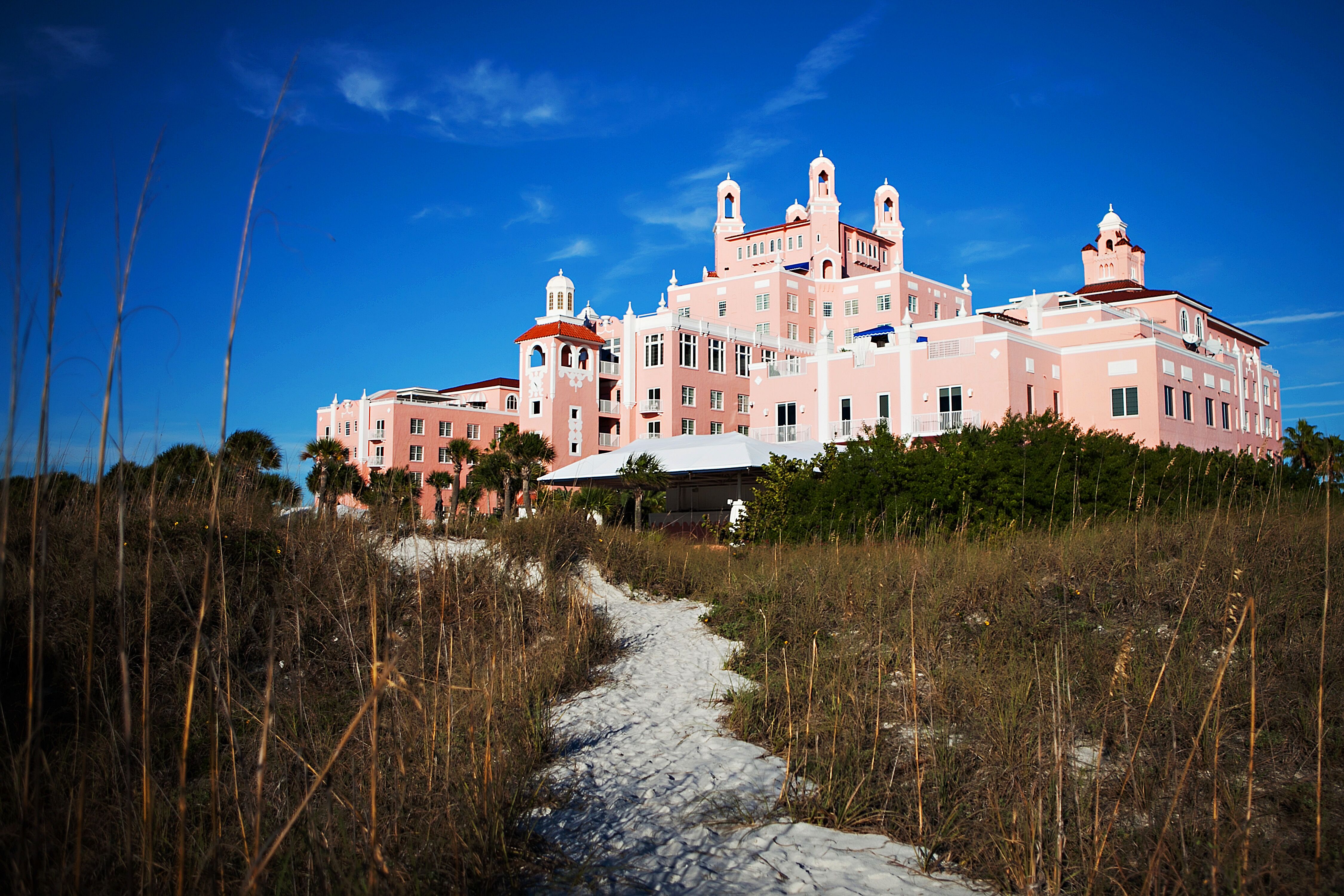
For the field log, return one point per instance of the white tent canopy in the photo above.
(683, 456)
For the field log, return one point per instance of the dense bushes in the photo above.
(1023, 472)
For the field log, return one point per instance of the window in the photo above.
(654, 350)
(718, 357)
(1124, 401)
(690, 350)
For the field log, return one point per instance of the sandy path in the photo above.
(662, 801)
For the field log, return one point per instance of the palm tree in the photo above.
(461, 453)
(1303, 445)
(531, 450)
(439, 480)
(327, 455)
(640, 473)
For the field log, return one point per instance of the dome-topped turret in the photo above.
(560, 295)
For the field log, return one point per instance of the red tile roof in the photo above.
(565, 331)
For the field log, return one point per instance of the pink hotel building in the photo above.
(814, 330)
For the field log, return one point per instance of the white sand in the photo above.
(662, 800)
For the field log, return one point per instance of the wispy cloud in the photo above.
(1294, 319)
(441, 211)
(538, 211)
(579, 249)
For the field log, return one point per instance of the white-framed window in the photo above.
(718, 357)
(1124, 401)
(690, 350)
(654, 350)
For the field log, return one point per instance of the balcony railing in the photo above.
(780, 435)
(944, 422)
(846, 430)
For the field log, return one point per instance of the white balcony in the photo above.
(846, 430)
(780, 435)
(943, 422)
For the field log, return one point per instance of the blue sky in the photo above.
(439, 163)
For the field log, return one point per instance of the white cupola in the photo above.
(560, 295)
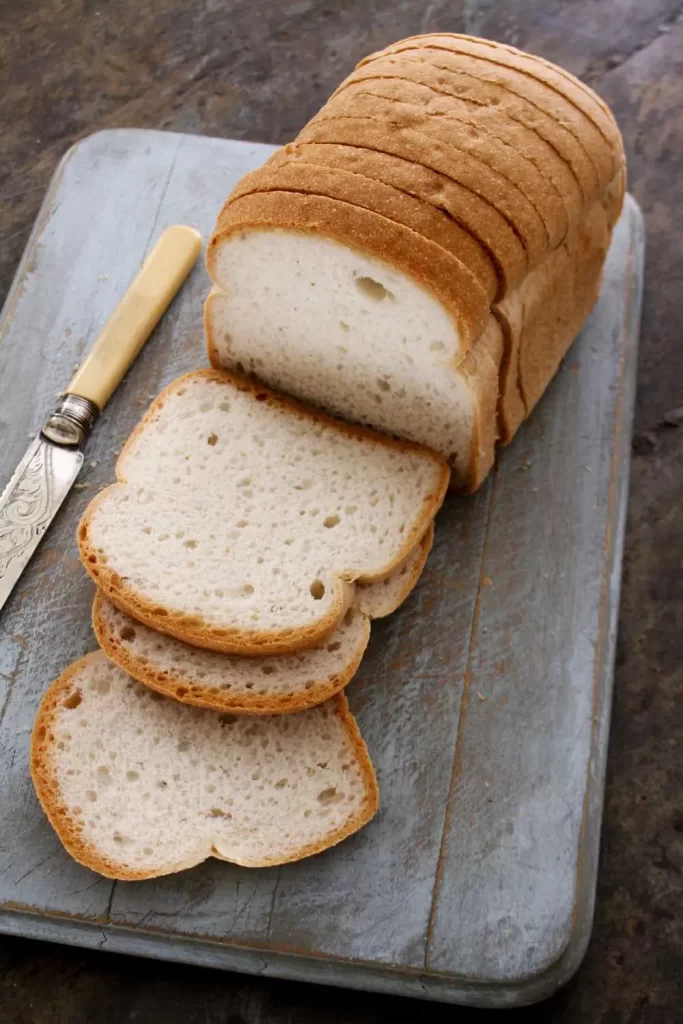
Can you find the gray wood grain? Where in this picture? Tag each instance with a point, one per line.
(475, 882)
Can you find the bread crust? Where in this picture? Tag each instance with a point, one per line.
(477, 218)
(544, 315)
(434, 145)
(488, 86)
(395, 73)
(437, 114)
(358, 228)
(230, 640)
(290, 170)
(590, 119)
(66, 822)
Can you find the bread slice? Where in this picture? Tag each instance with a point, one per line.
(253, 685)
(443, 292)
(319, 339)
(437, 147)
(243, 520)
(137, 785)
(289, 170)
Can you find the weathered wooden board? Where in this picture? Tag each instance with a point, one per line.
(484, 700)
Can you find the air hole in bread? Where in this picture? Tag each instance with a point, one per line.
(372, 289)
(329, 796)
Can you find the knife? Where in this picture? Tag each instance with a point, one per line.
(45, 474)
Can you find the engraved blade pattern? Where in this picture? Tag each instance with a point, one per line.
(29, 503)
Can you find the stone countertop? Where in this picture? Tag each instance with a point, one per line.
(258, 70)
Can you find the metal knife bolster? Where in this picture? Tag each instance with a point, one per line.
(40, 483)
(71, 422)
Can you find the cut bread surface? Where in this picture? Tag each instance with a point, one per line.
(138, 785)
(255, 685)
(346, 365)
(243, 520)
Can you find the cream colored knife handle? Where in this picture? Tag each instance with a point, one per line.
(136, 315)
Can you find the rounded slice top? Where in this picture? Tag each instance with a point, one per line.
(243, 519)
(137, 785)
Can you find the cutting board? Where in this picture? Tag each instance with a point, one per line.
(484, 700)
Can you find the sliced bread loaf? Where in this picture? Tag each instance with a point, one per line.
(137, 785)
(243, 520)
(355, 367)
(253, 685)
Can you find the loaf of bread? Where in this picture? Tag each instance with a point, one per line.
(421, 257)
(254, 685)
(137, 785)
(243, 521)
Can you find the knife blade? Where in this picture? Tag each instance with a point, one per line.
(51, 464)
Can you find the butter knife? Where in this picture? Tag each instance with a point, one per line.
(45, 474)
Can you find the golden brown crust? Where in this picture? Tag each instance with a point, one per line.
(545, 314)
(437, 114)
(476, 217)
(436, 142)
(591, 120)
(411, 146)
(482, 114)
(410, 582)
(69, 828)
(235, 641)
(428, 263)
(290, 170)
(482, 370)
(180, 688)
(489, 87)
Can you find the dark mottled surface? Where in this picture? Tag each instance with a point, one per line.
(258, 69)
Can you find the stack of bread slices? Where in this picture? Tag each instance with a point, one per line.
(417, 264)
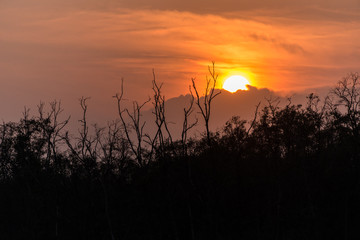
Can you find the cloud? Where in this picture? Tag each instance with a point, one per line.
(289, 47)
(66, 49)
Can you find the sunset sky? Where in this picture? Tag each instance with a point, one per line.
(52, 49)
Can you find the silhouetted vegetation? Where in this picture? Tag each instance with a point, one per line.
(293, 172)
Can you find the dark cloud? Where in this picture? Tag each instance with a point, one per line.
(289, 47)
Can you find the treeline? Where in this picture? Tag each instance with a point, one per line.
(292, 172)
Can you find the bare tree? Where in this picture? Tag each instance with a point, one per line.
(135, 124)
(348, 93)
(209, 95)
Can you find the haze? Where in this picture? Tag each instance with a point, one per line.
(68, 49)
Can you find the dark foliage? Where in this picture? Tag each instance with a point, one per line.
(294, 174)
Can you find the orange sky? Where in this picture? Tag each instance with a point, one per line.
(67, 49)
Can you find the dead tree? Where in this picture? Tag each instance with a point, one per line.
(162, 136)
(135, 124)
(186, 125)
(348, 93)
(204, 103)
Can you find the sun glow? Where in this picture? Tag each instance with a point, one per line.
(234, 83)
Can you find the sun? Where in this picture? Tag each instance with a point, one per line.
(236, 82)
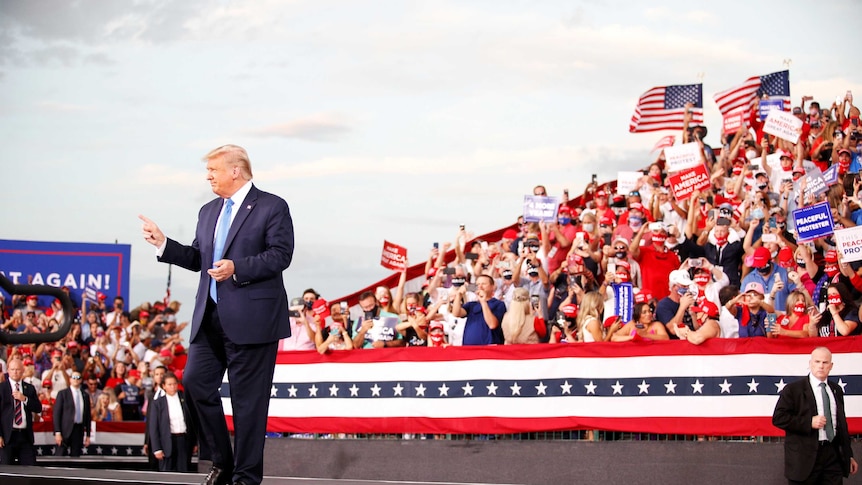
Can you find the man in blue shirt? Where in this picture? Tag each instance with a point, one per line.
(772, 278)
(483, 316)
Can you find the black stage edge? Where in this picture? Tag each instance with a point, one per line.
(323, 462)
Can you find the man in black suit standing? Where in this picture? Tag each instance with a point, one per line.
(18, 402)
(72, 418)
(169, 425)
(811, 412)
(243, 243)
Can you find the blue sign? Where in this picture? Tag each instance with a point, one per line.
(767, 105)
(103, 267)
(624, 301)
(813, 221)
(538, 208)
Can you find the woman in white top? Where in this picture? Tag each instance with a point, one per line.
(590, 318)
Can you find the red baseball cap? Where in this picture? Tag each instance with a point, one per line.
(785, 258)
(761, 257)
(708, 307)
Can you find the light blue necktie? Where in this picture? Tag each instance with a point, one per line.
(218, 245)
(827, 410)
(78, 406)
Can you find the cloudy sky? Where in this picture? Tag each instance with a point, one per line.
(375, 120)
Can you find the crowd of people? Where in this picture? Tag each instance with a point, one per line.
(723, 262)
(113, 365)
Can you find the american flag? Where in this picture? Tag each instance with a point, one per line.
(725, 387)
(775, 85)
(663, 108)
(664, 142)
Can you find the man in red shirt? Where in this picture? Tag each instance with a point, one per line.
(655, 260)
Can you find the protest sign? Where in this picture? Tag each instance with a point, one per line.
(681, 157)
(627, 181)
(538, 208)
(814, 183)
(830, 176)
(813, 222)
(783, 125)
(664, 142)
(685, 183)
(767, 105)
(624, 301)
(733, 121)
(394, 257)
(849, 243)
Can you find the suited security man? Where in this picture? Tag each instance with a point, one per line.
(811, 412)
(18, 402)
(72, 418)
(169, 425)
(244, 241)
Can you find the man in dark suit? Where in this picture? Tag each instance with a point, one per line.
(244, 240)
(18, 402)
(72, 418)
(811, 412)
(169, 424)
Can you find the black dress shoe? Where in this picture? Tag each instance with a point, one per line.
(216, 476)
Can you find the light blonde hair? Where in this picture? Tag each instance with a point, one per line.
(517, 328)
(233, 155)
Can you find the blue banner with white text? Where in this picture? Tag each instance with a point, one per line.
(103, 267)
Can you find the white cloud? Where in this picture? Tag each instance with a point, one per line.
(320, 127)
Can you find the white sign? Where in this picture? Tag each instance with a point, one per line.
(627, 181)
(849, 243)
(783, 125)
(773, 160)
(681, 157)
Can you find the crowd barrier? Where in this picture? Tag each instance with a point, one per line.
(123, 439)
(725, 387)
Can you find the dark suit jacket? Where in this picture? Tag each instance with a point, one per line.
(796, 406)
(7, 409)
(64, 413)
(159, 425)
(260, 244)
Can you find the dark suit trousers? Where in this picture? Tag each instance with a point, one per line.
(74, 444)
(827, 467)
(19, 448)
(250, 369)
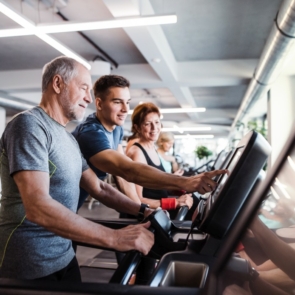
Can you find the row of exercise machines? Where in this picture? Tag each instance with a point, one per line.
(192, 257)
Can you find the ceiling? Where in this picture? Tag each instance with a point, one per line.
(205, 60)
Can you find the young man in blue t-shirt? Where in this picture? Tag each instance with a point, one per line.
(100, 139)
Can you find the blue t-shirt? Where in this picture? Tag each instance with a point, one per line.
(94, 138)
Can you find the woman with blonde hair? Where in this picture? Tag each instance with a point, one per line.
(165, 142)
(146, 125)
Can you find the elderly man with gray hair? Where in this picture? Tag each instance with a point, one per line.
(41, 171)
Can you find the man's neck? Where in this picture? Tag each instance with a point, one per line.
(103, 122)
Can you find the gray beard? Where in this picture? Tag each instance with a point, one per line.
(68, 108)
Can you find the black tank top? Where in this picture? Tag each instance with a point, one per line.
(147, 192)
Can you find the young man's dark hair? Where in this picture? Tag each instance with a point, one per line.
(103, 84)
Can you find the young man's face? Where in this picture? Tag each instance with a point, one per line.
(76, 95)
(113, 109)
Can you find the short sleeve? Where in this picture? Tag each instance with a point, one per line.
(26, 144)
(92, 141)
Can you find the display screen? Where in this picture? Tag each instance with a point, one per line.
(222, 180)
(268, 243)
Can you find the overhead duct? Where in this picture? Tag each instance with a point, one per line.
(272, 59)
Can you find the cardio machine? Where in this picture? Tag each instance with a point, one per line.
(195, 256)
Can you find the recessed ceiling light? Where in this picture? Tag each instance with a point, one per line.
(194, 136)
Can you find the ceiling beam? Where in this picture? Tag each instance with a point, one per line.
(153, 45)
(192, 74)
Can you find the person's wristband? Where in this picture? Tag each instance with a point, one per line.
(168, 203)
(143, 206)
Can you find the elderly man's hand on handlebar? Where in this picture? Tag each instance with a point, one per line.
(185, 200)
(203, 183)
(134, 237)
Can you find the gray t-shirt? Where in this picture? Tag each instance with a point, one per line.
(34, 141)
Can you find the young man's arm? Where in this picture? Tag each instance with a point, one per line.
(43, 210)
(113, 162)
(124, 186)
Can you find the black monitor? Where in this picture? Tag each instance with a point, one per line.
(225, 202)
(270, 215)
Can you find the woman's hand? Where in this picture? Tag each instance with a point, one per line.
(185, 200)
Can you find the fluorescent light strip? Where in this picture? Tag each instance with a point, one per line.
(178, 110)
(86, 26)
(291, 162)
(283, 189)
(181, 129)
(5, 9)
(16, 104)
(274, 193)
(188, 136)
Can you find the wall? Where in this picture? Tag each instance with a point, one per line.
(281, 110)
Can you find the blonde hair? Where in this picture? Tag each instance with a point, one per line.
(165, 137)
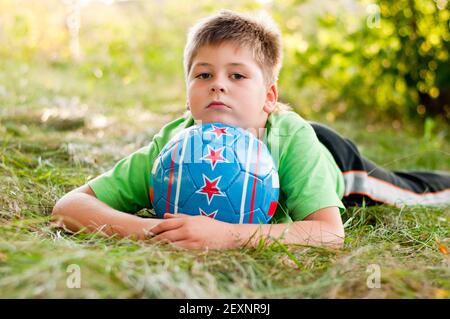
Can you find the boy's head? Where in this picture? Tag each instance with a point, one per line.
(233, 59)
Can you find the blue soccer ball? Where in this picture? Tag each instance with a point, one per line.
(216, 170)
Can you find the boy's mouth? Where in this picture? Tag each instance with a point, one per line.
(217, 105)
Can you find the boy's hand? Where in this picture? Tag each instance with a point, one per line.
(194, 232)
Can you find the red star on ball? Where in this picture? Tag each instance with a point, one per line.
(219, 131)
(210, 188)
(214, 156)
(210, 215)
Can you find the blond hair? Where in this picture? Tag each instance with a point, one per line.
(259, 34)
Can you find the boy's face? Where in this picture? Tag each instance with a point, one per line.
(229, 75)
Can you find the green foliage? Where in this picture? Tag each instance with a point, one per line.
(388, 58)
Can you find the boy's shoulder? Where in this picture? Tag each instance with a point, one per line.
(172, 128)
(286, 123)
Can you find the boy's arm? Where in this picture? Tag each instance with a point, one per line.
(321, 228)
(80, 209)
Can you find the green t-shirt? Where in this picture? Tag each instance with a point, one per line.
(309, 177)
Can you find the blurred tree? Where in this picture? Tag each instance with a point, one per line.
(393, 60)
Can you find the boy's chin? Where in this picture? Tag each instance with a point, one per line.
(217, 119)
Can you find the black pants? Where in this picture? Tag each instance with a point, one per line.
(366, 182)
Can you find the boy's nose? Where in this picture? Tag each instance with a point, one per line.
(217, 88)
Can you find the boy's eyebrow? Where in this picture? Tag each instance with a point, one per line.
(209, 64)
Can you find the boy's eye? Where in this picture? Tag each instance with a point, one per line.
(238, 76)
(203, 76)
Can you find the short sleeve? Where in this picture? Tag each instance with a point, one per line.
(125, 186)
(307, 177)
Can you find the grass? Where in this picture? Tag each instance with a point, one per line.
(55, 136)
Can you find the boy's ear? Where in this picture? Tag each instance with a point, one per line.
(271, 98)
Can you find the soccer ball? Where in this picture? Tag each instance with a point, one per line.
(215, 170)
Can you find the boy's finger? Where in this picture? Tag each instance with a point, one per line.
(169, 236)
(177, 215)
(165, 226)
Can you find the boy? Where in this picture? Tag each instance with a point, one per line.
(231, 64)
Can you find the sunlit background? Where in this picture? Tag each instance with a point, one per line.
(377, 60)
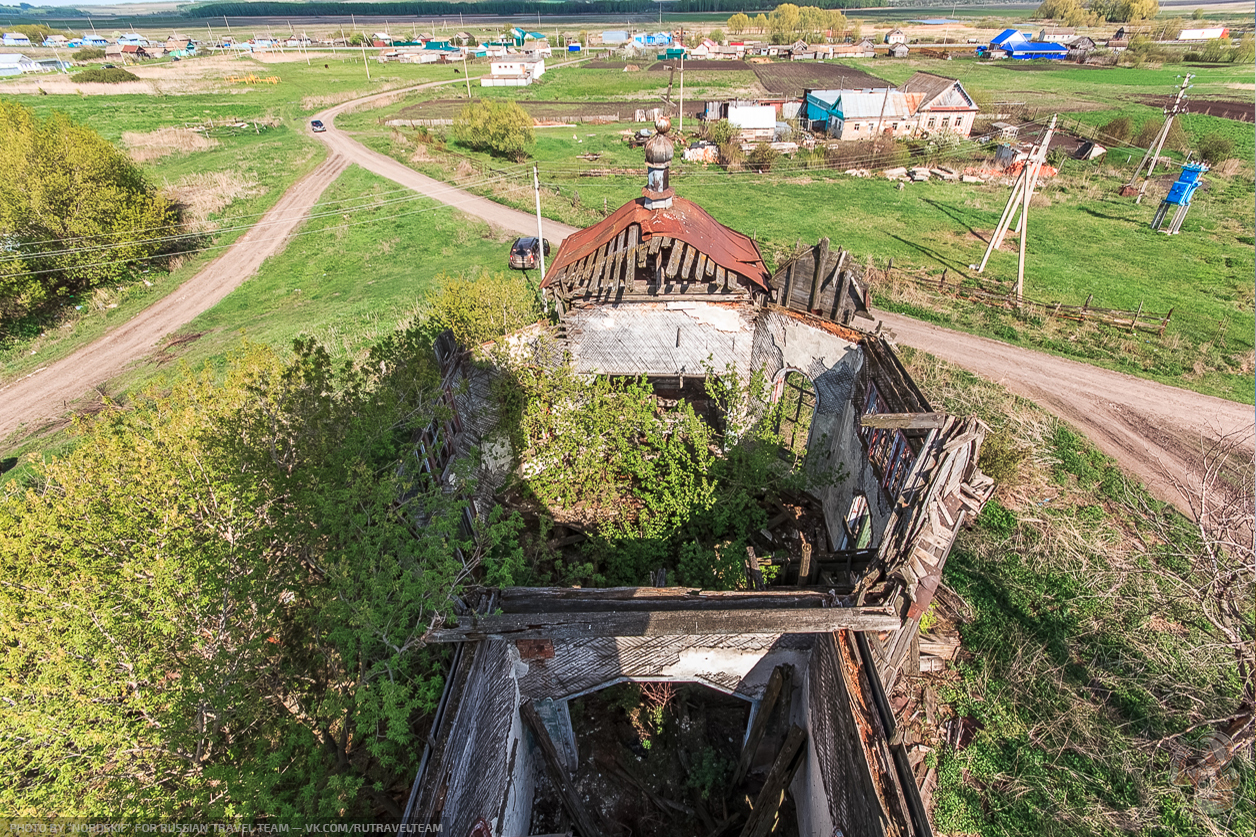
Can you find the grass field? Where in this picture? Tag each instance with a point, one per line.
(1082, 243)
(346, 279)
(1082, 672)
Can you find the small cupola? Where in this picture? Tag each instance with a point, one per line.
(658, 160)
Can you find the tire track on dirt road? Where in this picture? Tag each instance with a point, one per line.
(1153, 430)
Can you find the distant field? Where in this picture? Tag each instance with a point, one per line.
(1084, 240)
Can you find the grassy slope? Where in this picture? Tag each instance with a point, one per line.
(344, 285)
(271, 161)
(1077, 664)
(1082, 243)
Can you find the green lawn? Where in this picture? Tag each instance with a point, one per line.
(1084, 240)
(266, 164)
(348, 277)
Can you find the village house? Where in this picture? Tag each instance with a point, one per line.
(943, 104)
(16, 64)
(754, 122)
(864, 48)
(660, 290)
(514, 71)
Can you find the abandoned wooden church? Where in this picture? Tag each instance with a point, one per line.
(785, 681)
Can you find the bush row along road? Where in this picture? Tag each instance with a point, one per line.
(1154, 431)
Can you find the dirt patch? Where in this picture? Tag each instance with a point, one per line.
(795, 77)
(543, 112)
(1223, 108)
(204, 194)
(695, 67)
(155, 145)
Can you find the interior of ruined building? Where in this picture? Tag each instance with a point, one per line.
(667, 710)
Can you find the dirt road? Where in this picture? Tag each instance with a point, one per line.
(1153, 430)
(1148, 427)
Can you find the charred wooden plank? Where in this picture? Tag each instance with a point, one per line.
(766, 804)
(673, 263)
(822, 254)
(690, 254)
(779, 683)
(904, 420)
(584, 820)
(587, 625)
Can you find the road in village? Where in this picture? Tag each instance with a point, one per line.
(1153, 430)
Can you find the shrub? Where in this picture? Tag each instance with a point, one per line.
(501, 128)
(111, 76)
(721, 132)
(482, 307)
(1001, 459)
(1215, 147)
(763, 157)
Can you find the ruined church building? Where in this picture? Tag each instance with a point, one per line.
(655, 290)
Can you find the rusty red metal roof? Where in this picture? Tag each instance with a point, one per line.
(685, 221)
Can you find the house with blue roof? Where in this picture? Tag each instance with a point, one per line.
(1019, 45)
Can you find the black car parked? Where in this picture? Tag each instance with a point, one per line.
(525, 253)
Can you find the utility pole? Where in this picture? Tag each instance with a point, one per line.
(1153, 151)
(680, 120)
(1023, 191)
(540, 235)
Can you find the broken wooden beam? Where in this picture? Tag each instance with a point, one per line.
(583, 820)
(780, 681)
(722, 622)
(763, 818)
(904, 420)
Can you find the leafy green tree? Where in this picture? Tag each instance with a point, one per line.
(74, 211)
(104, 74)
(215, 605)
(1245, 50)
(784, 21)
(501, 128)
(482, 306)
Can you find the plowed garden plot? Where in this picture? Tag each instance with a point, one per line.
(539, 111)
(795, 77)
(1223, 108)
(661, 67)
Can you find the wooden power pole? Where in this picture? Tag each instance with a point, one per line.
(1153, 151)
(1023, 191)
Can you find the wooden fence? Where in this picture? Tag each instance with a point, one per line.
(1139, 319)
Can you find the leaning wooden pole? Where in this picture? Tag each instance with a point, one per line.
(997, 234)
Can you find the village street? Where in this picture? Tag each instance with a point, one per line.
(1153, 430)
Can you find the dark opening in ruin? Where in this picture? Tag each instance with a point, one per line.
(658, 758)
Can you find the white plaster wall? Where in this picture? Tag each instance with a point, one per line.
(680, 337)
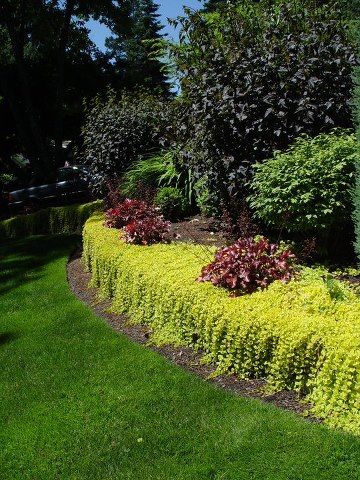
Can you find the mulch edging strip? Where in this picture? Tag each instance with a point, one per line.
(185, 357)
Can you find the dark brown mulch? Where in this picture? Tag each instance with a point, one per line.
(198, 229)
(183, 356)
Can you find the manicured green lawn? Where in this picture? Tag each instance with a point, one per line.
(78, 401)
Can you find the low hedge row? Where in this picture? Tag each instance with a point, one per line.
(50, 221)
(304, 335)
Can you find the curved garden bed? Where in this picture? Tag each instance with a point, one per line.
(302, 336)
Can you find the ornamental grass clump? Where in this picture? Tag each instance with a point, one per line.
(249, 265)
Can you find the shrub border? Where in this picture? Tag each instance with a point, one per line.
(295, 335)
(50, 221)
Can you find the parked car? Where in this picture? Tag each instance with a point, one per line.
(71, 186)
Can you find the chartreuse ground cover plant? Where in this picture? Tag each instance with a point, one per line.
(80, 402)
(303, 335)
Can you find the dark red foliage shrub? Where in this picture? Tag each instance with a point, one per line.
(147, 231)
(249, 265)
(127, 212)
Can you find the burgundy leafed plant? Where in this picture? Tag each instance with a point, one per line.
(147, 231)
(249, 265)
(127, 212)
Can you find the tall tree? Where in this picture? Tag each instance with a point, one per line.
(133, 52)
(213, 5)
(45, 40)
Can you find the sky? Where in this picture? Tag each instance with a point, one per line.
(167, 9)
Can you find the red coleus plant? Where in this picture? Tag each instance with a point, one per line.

* [What you need to do] Repeat exactly the lines of the records from the one containing "Can you find the chartreuse" to the last, and include no line outside that stretch.

* [Answer section]
Can you find the chartreuse ground cover plant? Where in this picture? Tag each instance with a point, one per line.
(80, 402)
(303, 335)
Can you find the dark red foliage shrub? Where in this picture? Tag each instance with a point, one per line.
(147, 231)
(249, 265)
(127, 212)
Can you find the burgundy leafed plant? Where in this picture? Tag each instance with a point, one per line.
(147, 231)
(249, 265)
(127, 212)
Can you find the tall tree? Where in this picture? Tag each instance with a point, one per line.
(133, 52)
(213, 5)
(45, 40)
Can you find the sky? Where in this picture? Tag each instance with a point, one per line.
(167, 9)
Can you find the red coleus plant? Where in this picture? Tag each instance with a point, one per line.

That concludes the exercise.